§ Provided passage
BEGIN

There's good reason double-enders _*USED TO BE*_ the choice of _*SOME*_ offshore sailors...

Amended, to reflect contemporary reality 

Evans Starzinger, Webb Chiles, Jimmy Cornell, and John Neal have about a dozen circumnavigations, and probably close to a million bluewater miles, between them.... And, as best as I can tell, not so much as a single one of them in double-ended boats...


----------



## smackdaddy (Aug 13, 2008)

JonEisberg said:


> Damn, that sounds like something that would probably sink my boat
> 
> Definitely one of the issues with gear like a series drogue, finding the room to stow what can be a bulky item that one might so rarely - if ever - wind up using...
> 
> I made mine using 3/8" and 5/16" sections of Amsteel, makes for a very lightweight and compact bundle... Rather pricey, however


Jon, can you get a pic of that some time? I'm going to be getting a JSD and would like to see a better option than the traditional line. I love the idea of something that has similar strength but is much more compact.


----------



## smurphny (Feb 20, 2009)

True canoe stern hulls are an older idea but there are still plenty of them around. They used to be and still are the choice of many long distance sailors regardless of what a few "name brand" sailors may use. They have advantages and disadvantages. Actually, the boats in your pictures are very close to being double-ended as are boats with overhangs. The main advantage is to allow a following sea to slip by in the same manner the bow lets water slip by with minimum alteration in direction. The stern buoyancy theory is probably true to a point but once breaking waves get high enough to hit all that glass, the stern will get pushed around more than in a boat with less exposed surface area. That doesn't seem like rocket science.


----------



## JonEisberg (Dec 3, 2010)

smurphny said:


> Actually, the boats in your pictures are very close to being double-ended as are boats with overhangs.


Not trying to be argumentative, but I'm not sure many people would consider Cornell's Ovni, or Beth & Evans' Samoa, as "close to being double-ended"...

END

§ Set task
From the forum thread on double-ended boats, print the part starting with "## smurphny (Feb" and going on through "like rocket science.". You won't need the entries for this.

§ Supplied material
BEGIN

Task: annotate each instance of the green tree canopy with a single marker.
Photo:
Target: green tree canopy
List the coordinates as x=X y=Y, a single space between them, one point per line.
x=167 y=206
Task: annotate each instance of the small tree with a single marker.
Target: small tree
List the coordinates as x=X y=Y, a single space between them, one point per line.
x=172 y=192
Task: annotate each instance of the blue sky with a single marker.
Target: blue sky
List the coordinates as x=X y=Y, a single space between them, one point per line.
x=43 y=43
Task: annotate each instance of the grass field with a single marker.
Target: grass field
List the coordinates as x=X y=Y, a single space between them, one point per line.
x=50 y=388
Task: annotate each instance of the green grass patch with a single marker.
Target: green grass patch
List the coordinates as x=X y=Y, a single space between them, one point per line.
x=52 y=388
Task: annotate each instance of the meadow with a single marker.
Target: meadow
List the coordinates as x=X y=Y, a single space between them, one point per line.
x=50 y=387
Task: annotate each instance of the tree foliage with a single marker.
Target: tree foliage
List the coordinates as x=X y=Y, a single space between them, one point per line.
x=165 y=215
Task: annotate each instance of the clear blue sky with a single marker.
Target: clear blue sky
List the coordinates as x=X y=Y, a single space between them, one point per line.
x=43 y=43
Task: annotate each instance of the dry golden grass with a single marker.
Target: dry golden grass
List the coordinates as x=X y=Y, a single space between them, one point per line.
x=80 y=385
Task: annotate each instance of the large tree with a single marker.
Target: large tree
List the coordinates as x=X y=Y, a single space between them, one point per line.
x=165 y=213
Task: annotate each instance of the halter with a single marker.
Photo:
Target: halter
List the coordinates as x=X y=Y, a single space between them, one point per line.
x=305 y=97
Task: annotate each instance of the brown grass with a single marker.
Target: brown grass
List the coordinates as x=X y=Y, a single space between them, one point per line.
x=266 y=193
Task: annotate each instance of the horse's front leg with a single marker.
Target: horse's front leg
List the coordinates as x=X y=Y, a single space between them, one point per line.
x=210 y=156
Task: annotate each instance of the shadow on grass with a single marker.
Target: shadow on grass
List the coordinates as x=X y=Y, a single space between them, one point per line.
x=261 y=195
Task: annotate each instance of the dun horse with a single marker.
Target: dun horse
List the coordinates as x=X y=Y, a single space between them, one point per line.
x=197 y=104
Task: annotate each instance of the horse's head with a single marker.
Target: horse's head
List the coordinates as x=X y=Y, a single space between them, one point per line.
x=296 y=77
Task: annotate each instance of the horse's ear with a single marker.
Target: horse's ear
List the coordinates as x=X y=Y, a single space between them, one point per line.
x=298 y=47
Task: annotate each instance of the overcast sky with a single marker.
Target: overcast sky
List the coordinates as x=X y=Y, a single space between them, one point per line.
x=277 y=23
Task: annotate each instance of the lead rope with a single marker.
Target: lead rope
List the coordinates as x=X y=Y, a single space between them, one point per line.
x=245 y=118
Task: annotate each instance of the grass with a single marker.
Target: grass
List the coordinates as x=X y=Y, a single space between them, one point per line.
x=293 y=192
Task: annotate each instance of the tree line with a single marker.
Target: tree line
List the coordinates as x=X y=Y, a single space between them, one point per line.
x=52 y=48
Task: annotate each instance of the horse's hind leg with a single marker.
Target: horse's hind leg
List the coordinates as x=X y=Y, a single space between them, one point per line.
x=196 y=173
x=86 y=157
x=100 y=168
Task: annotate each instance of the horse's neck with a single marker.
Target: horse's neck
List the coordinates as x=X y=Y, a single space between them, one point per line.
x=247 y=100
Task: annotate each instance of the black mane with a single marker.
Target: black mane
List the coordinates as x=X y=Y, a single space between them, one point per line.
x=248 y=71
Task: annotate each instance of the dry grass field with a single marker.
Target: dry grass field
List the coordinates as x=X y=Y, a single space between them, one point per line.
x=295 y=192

END

§ Correct result
## smurphny (Feb 20, 2009)

True canoe stern hulls are an older idea but there are still plenty of them around. They used to be and still are the choice of many long distance sailors regardless of what a few "name brand" sailors may use. They have advantages and disadvantages. Actually, the boats in your pictures are very close to being double-ended as are boats with overhangs. The main advantage is to allow a following sea to slip by in the same manner the bow lets water slip by with minimum alteration in direction. The stern buoyancy theory is probably true to a point but once breaking waves get high enough to hit all that glass, the stern will get pushed around more than in a boat with less exposed surface area. That doesn't seem like rocket science.